===== EXERCISE TEXT

Have you ever visited a church and felt awkward because you didn’t know when to stand or sit or why a smiling stranger was suddenly holding your hand and singing at you? It can be daunting attending a new church. Even if your congregation is small, you have something precious and life-giving to offer. Here are some ways to make sure newcomers—and everyone in the congregation in fact—are welcome to be part of your community.
Most newcomers will decide whether or not to return within the first few minutes of arrival. It’s about the basics: people making eye contact and offering a friendly smile, the comfort (and cleanliness) of the space, and whether their children are welcomed, happy and safe.
Some people may never have been inside a church before and their first worship encounter may be akin to dropping into a curling tournament or being drafted onto a Gaelic football team. Every member of a church is a host. Having someone guide them through an unfamiliar service and explain jargon can ease a newcomer’s worry about sticking out like a sore thumb. Speaking of which, don’t make visitors stand up for a public welcome! Just ensure people their own age have a chat with them after the service if they decide to linger.
If people don’t linger after the service, it may be those cheap biscuits and that nasty coffee. The brutal truth is that anyone not strapped into a pram or confined to a walker will immediately leave in search of something decent to eat and drink if your hospitality reminds them of the waiting room in a public hospital. The Bible tells us to treat each other like honoured guests, and don’t forget that everyone appreciates being able to sit down while they chat.

==========

_COMPLETE THE FOLLOWING_
1. Answer these questions from the text on welcoming newcomers to church:
(a) Within how long do most newcomers decide whether to return?
(b) Who, according to the text, is a host?
(c) What should visitors not be made to do?
2. Rewrite the paragraph of the text on welcoming newcomers to church that begins "Most newcomers will decide" as a short list of its main points.
3. Carry the text on welcoming newcomers to church forward from its final sentence.

===== MATERIAL PROVIDED

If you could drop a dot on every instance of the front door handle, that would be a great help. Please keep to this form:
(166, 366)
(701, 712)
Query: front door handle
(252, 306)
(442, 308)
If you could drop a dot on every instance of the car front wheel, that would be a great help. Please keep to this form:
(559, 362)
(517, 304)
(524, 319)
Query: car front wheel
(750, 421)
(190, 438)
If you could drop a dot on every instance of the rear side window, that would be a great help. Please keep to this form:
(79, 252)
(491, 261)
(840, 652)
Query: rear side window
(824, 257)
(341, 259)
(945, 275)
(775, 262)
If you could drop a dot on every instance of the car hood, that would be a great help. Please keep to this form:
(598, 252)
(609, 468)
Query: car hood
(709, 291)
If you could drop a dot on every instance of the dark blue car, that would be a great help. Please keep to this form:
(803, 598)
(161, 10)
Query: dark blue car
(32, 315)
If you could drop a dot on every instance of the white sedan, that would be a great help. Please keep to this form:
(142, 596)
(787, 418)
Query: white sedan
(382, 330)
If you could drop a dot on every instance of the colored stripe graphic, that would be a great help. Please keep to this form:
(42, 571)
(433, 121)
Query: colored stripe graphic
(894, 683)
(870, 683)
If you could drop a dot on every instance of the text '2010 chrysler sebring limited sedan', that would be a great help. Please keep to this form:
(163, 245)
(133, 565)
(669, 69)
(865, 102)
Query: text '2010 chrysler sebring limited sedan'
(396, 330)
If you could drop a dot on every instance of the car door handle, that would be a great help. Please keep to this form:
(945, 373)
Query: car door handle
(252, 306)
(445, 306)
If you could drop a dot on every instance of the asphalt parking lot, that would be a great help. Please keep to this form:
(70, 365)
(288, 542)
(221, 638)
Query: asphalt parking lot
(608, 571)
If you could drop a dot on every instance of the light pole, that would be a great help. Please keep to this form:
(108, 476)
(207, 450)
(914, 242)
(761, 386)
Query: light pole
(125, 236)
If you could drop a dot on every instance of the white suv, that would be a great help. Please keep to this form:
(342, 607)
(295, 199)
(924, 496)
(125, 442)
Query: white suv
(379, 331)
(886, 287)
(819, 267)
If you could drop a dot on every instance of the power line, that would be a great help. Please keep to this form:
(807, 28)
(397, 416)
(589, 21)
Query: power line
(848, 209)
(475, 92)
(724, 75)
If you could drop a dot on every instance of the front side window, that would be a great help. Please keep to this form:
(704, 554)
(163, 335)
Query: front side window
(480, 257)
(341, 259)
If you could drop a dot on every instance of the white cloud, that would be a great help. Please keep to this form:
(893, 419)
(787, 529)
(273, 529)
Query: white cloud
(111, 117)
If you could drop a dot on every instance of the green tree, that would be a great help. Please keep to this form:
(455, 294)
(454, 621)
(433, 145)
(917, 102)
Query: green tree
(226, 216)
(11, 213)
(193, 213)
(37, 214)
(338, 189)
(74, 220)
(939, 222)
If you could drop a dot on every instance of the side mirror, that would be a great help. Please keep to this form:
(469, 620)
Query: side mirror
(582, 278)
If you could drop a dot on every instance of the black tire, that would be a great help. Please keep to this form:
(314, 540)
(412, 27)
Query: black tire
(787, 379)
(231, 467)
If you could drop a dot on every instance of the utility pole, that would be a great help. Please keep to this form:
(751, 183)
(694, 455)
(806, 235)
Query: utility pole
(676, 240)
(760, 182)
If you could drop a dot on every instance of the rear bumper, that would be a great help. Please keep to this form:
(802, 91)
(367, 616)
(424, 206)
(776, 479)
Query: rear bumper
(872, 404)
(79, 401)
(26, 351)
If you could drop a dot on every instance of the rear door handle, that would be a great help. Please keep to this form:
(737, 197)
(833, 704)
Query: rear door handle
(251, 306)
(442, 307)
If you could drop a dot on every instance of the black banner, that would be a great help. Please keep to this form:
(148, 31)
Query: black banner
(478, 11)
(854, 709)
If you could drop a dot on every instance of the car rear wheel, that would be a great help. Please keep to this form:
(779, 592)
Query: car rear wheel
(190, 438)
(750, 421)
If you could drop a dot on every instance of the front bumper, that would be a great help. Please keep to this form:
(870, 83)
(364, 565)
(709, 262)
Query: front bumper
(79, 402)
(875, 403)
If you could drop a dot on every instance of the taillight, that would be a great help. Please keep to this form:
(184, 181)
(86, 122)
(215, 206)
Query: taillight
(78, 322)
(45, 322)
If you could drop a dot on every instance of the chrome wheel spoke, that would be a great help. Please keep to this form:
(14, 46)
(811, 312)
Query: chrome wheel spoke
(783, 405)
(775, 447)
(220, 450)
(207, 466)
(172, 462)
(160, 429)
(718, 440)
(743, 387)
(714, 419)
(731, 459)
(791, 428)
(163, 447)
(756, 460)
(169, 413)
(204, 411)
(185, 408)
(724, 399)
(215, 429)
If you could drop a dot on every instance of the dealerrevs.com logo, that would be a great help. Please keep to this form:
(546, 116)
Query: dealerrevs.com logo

==========

_TASK RESULTS_
1.
(a) Within the first few minutes of arrival.
(b) Every member of a church.
(c) Stand up for a public welcome.

2.
- Most newcomers decide within the first few minutes whether to return.
- What matters is the basics:
  - eye contact and a friendly smile
  - a comfortable, clean space
  - children who are welcomed, happy and safe

3.
Keep your cool when a visitor walks through the door. Give people a warm welcome without becoming their new best friend or trying to sign them up as church treasurer or organist (no matter how desperate you are to fill these roles). Don’t apologise for shortcomings (“Our minister is away so we had to take who we could get!”) and don’t tell them they are the first visitor since Easter.
Before someone visits your church, they’ll google you. To anyone under 40, if you don’t have a website—you don’t exist! Make sure your website is up-to-date, uncluttered and user-friendly. Make sure your service times, location and a link to an FAQ section for newcomers can be found on the home page.
Being a welcoming church doesn’t mean dumbing down the message to simplistic solutions to life’s problems. As communities of faith we have traditions and rituals intrinsic to who we are and what we believe. People who walk through our doors are not looking for a social club or a welfare organisation; they are seeking a church—a group of believers who follow Christ and seek to build a spirit-led community of faith. Remember who you are and you will find the grace to be a truly welcoming church.